* **DATA LISTING**:
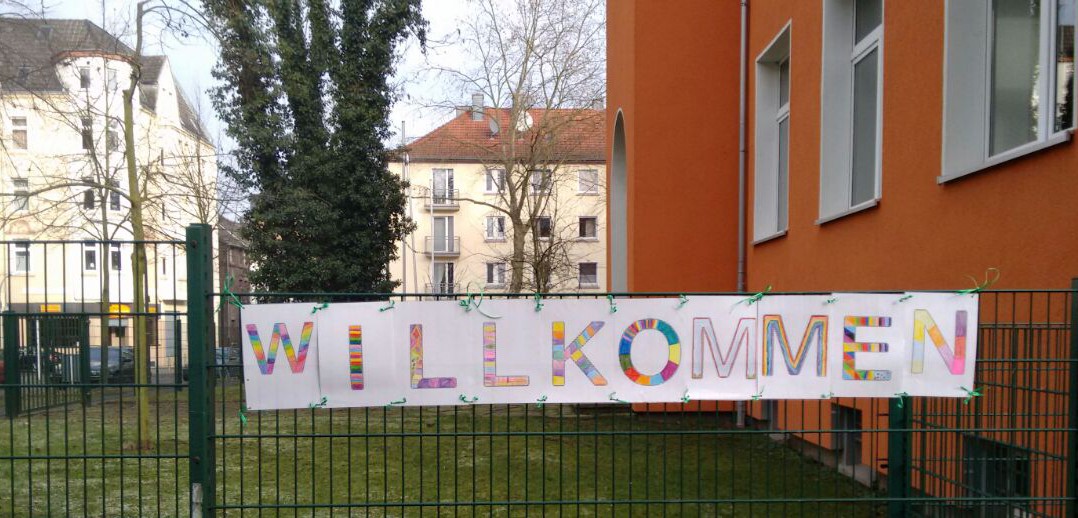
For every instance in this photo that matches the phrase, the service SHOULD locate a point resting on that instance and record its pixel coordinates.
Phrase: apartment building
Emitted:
(64, 175)
(465, 204)
(855, 145)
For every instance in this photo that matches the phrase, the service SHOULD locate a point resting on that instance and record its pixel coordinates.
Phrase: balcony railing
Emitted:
(442, 246)
(443, 288)
(442, 199)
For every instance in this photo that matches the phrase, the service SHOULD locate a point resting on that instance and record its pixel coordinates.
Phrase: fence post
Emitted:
(898, 451)
(199, 248)
(12, 376)
(1073, 419)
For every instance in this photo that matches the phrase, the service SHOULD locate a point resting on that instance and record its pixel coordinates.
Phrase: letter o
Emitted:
(673, 347)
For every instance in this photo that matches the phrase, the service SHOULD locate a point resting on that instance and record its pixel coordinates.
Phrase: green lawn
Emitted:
(457, 461)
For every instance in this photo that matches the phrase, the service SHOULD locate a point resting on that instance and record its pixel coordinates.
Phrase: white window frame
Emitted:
(491, 231)
(580, 275)
(580, 228)
(840, 56)
(967, 89)
(770, 113)
(495, 275)
(21, 249)
(19, 123)
(21, 194)
(494, 181)
(90, 249)
(582, 185)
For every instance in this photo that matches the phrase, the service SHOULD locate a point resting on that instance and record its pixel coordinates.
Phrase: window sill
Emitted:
(1056, 139)
(771, 237)
(853, 210)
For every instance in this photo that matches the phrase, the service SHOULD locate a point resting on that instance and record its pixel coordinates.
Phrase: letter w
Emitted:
(266, 358)
(704, 332)
(815, 332)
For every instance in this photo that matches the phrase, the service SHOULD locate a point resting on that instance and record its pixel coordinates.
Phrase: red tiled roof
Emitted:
(576, 136)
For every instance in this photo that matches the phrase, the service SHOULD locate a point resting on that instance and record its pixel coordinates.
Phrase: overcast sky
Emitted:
(193, 58)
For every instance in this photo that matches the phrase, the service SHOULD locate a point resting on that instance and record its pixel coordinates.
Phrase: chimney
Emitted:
(477, 107)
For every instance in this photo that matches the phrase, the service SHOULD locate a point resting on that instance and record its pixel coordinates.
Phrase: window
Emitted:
(496, 274)
(87, 133)
(541, 182)
(588, 227)
(850, 161)
(114, 256)
(113, 136)
(1009, 80)
(588, 181)
(543, 227)
(589, 275)
(495, 228)
(22, 256)
(495, 181)
(21, 198)
(18, 133)
(771, 173)
(90, 256)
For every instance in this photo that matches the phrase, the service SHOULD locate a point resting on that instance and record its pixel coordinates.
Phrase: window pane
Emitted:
(1014, 74)
(1065, 65)
(784, 83)
(783, 183)
(868, 14)
(865, 128)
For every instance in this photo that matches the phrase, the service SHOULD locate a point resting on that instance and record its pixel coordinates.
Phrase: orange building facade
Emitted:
(886, 145)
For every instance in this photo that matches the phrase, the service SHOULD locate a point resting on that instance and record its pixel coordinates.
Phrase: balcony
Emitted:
(446, 288)
(442, 246)
(441, 199)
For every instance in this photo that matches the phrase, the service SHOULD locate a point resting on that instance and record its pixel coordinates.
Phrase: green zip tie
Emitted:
(227, 295)
(970, 393)
(755, 298)
(981, 287)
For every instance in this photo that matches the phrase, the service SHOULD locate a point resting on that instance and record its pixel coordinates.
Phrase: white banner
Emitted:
(643, 350)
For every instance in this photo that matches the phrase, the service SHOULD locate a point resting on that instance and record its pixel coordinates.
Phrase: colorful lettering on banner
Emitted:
(266, 359)
(356, 355)
(491, 377)
(851, 347)
(576, 349)
(955, 360)
(703, 331)
(815, 332)
(673, 346)
(415, 337)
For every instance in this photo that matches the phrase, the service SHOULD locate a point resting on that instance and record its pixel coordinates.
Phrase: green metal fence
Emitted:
(1007, 452)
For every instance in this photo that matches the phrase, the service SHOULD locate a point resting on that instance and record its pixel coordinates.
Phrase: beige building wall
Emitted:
(566, 207)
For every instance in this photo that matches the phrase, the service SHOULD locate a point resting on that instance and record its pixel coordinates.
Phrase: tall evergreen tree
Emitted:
(306, 97)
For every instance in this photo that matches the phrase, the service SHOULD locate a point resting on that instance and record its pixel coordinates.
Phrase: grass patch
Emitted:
(501, 460)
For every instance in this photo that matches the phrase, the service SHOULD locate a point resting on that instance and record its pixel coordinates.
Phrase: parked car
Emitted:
(121, 364)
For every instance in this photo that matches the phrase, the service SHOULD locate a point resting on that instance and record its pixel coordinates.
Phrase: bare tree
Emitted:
(540, 63)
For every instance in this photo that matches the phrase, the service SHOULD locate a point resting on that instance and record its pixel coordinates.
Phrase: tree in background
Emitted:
(543, 63)
(306, 98)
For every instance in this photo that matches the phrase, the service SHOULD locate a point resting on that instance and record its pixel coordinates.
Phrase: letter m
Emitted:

* **EXERCISE**:
The required result is the entries above, printed exactly from the first line through the line with "Phrase: fence post", pictures excluded.

* **RESPONSE AREA**:
For every instance in this photo that matches the phrase, the service SHOULD locate a point resting on that instance and record its pixel coordinates.
Phrase: apartment building
Emitted:
(64, 175)
(465, 204)
(855, 145)
For every instance in this photo that matches the phrase, the service SHOULD locate a point resting on that instance and record its pixel coordinates.
Phrase: balcony railing
Emitted:
(442, 246)
(443, 288)
(442, 199)
For every instance in this photo that matches the phrase, the service SHOULD locate a point resting on that instance and record its pixel coordinates.
Phrase: fence post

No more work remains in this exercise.